(Collected data entries)
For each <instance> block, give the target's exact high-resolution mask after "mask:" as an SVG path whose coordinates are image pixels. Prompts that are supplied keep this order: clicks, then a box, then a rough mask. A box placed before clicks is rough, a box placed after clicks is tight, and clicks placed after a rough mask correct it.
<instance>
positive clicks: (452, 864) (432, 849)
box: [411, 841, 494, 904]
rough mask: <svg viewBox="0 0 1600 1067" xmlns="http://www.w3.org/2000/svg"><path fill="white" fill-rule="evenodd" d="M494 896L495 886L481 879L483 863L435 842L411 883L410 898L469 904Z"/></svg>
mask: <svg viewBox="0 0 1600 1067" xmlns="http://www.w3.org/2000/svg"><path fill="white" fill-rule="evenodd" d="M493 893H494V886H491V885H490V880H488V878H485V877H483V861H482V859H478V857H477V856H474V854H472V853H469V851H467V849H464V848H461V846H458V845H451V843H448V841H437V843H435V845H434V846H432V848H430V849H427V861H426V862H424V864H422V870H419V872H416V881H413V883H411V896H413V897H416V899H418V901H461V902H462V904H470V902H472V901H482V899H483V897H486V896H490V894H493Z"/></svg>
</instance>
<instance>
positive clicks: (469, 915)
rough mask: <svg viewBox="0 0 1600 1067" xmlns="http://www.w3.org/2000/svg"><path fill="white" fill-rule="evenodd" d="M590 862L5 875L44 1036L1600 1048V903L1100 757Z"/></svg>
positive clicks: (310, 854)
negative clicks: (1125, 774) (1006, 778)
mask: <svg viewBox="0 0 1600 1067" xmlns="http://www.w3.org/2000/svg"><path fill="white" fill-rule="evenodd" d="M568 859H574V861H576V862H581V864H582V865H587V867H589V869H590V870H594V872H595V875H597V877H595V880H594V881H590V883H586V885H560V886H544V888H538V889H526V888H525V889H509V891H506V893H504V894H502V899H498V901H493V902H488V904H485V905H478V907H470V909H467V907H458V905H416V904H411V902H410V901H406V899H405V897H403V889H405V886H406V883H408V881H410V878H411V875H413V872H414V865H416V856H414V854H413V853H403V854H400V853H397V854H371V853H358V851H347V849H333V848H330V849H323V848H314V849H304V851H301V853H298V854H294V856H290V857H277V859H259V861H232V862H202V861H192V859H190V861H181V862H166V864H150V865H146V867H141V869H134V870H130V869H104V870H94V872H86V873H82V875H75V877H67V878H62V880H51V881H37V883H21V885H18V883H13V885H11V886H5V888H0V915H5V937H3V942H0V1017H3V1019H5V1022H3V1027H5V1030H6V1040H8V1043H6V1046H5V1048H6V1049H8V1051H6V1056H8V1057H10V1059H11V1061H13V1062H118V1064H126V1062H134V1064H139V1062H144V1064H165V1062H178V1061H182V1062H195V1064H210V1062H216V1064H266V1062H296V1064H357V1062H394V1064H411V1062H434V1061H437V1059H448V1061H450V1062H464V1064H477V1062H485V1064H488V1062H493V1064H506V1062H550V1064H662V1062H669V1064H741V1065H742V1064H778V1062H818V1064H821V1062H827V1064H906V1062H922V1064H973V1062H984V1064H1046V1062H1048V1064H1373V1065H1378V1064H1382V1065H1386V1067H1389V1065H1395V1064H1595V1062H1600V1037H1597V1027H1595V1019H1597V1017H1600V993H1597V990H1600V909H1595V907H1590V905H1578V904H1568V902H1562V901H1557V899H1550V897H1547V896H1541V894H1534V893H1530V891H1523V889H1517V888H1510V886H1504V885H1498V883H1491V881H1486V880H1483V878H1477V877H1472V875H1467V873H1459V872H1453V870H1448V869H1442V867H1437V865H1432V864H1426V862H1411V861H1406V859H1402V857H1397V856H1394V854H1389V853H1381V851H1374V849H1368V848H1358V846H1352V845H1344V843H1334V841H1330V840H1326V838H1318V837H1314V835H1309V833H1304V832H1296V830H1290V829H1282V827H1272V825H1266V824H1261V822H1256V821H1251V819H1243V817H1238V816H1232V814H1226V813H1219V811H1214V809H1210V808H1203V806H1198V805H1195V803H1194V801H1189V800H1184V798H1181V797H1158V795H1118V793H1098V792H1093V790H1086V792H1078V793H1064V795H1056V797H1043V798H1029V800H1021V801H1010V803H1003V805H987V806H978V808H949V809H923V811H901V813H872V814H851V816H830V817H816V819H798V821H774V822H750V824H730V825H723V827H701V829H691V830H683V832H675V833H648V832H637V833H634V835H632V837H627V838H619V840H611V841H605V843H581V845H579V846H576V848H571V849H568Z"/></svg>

• What you are asked to do: Exactly as shown, give every record again.

• Solution to this problem:
For each <instance> block, give the target's exact high-resolution mask after "mask:" as an SVG path whose coordinates are image pixels. Prompts that are supplied keep this order: clicks, then a box, then a rough mask. A box placed before clicks is rough, a box placed after clicks is tight, and clicks placed after a rough mask correct it.
<instance>
positive clicks: (452, 864) (432, 849)
box: [411, 841, 494, 904]
rough mask: <svg viewBox="0 0 1600 1067" xmlns="http://www.w3.org/2000/svg"><path fill="white" fill-rule="evenodd" d="M494 896L495 886L481 879L483 863L435 842L411 883L410 898L469 904Z"/></svg>
mask: <svg viewBox="0 0 1600 1067" xmlns="http://www.w3.org/2000/svg"><path fill="white" fill-rule="evenodd" d="M493 893H494V886H491V885H490V880H488V878H485V877H483V861H482V859H478V857H477V856H474V854H472V853H469V851H467V849H464V848H461V846H458V845H451V843H448V841H437V843H435V845H434V846H432V848H430V849H427V861H426V862H424V864H422V870H419V872H416V881H413V883H411V896H413V897H416V899H418V901H461V902H462V904H470V902H472V901H482V899H483V897H486V896H490V894H493Z"/></svg>
</instance>
<instance>
positive clicks: (469, 915)
rough mask: <svg viewBox="0 0 1600 1067" xmlns="http://www.w3.org/2000/svg"><path fill="white" fill-rule="evenodd" d="M590 862L5 875L44 1036L1600 1048V903L1100 757Z"/></svg>
positive clicks: (310, 854)
negative clicks: (1125, 774) (1006, 778)
mask: <svg viewBox="0 0 1600 1067" xmlns="http://www.w3.org/2000/svg"><path fill="white" fill-rule="evenodd" d="M568 859H574V861H576V862H581V864H582V865H587V867H589V869H590V870H594V872H595V875H597V877H595V880H594V881H590V883H586V885H560V886H544V888H538V889H526V888H525V889H509V891H506V893H504V894H502V899H498V901H493V902H488V904H485V905H478V907H470V909H467V907H458V905H416V904H411V902H410V901H406V899H405V897H403V889H405V886H406V883H408V881H410V878H411V875H413V872H414V865H416V856H414V854H413V853H403V854H400V853H397V854H371V853H358V851H347V849H333V848H330V849H323V848H314V849H304V851H301V853H298V854H294V856H290V857H277V859H259V861H232V862H202V861H192V859H190V861H181V862H166V864H150V865H146V867H141V869H134V870H130V869H104V870H94V872H86V873H82V875H75V877H67V878H62V880H51V881H37V883H21V885H18V883H13V885H11V886H5V888H0V915H5V937H3V942H0V1017H3V1019H5V1022H3V1027H5V1030H6V1040H8V1043H6V1046H5V1048H6V1049H8V1051H6V1056H8V1057H10V1059H11V1061H13V1062H118V1064H126V1062H134V1064H139V1062H144V1064H165V1062H178V1061H182V1062H195V1064H210V1062H216V1064H266V1062H296V1064H357V1062H394V1064H411V1062H434V1061H437V1059H448V1061H450V1062H464V1064H477V1062H485V1064H488V1062H493V1064H506V1062H550V1064H662V1062H669V1064H741V1065H742V1064H778V1062H818V1064H821V1062H827V1064H906V1062H922V1064H973V1062H984V1064H1046V1062H1048V1064H1373V1065H1378V1064H1382V1065H1386V1067H1389V1065H1395V1064H1595V1062H1600V1037H1597V1027H1595V1019H1597V1017H1600V993H1597V990H1600V909H1595V907H1590V905H1578V904H1568V902H1562V901H1557V899H1550V897H1547V896H1541V894H1534V893H1530V891H1523V889H1517V888H1510V886H1504V885H1498V883H1491V881H1486V880H1483V878H1477V877H1472V875H1467V873H1459V872H1453V870H1448V869H1442V867H1437V865H1432V864H1426V862H1411V861H1406V859H1402V857H1397V856H1394V854H1389V853H1381V851H1374V849H1368V848H1358V846H1352V845H1344V843H1334V841H1330V840H1326V838H1318V837H1314V835H1309V833H1304V832H1296V830H1290V829H1282V827H1272V825H1266V824H1261V822H1256V821H1251V819H1243V817H1238V816H1232V814H1226V813H1219V811H1214V809H1210V808H1203V806H1198V805H1195V803H1194V801H1189V800H1184V798H1181V797H1158V795H1118V793H1098V792H1093V790H1086V792H1078V793H1064V795H1056V797H1043V798H1029V800H1021V801H1010V803H1003V805H987V806H978V808H949V809H923V811H901V813H872V814H851V816H830V817H816V819H798V821H774V822H750V824H730V825H723V827H701V829H691V830H683V832H675V833H648V832H637V833H634V835H632V837H627V838H619V840H611V841H605V843H581V845H579V846H576V848H571V849H568Z"/></svg>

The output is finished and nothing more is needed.